§ **Exercise prompt**
Transcribe the records that follow. Keep every word exactly, and drop the pictures.

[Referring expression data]
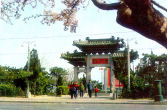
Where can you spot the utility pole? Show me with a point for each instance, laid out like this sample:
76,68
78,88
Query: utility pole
28,94
128,65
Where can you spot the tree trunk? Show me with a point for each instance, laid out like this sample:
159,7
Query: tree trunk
148,22
140,16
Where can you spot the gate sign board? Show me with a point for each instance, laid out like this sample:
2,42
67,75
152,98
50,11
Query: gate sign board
99,60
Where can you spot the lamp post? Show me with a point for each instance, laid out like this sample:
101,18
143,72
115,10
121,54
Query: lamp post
128,65
28,93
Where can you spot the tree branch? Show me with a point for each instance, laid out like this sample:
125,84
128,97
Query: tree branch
104,6
155,3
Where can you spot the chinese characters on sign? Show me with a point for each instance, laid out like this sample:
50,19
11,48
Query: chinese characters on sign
100,61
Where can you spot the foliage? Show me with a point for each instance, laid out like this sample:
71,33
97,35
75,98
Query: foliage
59,74
152,68
10,90
39,79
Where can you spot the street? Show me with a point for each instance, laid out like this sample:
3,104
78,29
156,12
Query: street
56,106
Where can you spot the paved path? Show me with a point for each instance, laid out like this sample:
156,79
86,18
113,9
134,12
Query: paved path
85,100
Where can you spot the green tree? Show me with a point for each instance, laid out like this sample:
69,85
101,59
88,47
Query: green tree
149,22
59,74
39,78
142,81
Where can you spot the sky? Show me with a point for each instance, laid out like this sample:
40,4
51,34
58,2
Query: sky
52,41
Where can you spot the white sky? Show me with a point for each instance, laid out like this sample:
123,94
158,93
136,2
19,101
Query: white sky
52,40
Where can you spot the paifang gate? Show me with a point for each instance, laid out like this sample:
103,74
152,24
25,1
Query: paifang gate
95,53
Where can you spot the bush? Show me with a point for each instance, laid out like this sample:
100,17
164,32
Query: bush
10,90
62,90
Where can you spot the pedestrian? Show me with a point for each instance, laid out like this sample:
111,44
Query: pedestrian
76,89
96,90
90,88
72,89
81,89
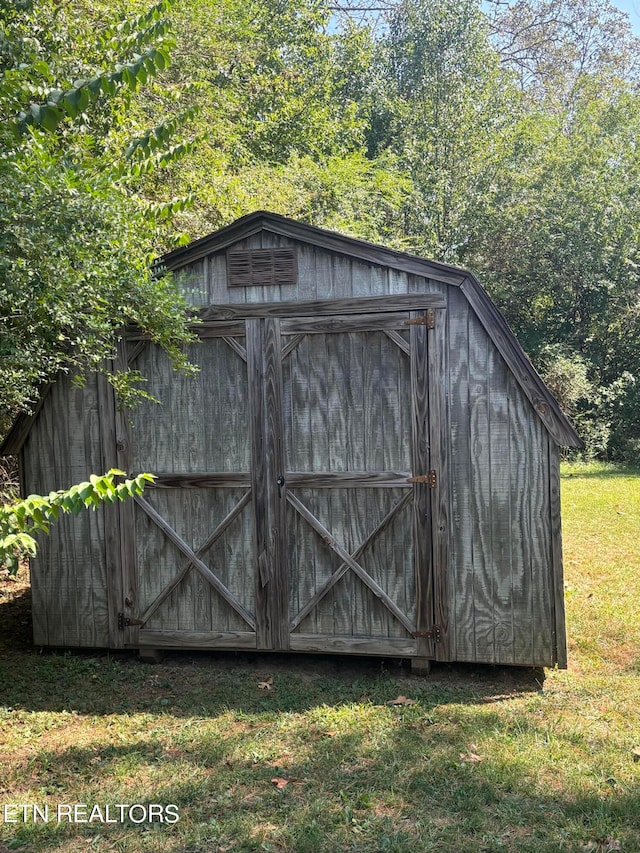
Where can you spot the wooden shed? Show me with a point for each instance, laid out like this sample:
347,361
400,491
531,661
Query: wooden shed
365,463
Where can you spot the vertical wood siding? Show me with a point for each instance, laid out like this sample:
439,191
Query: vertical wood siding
68,577
345,404
503,578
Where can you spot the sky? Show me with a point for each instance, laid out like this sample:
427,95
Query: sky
632,8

§ **Response to the exercise**
Where can you spot the utility pole? Show me with a point for each instance, laid out like this sample:
76,68
78,88
Query: utility pole
28,94
128,65
Where can you spot the tree trunk? Show me with a point for each instance, laid out like this sample:
159,7
Query: tree trunk
148,22
140,16
Where can you spot the gate sign board? Show me with a point for each instance, laid out like this sample:
2,42
67,75
152,98
50,11
Query: gate sign board
99,60
Where can you spot the lamp post? Show me with a point for each instance, laid out like this sample:
101,18
143,72
115,10
121,54
Query: lamp post
128,65
28,93
Where can you spot the tree branch? Show me with a point for each instance, laid out like this sample:
125,84
128,97
Query: tree branch
104,6
155,3
Where can you spot the chinese characters on sign? Show me with a point for each instance, laid out like this sample:
50,19
11,48
Query: chinese characters on sign
100,61
Where can you spot the foliage? Show me with a point for each instance, laid out like this sample:
71,33
97,35
75,98
Query: foliage
59,74
152,68
10,90
39,79
Where can you spot the street? Show me with a point for each instance, laid out like this sample:
3,104
78,29
156,12
Query: street
56,106
Where can you spot the paved path? Show me with a point for each instance, laid out like this sample:
156,79
86,18
113,9
134,12
Query: paved path
85,100
Where can you spot the green tree? Show me with a point for each instance, laid out like this sample:
69,85
101,59
88,47
Query: green tree
149,22
59,74
39,78
142,81
Where can you spot the sky? Show me with a point for each instance, laid out like this sample:
40,4
51,34
58,2
Query: sky
52,41
Where can you spot the white sky? Show me with a point for each instance, laid out like this sample:
123,94
158,93
136,2
19,101
Query: white sky
52,40
Where can you spot the paifang gate? Show me with a point for each instance, laid out like this sample:
103,74
152,24
25,1
Query: paifang gate
95,53
Where can you spot the bush? Show me with a point for each instance, laid out like this sample:
100,17
164,32
Query: bush
10,90
62,90
Where can you spot the pedestrian? Show me with a point for each instance, laid out like this sample:
111,44
Query: pedestrian
76,89
96,90
90,88
72,89
81,89
Where can you spot the wooden shed? Show me with a point for each instance, laid out like this sample:
347,361
400,491
531,661
Query: wooden shed
365,463
Where can you spot the vertical wood siding? Show me with a point for each instance, laid out like this sample:
439,191
Query: vertical wood siding
68,577
345,404
503,578
Where can you spot the sky? Show me with a point for each instance, laid out like this sample:
427,95
Query: sky
632,8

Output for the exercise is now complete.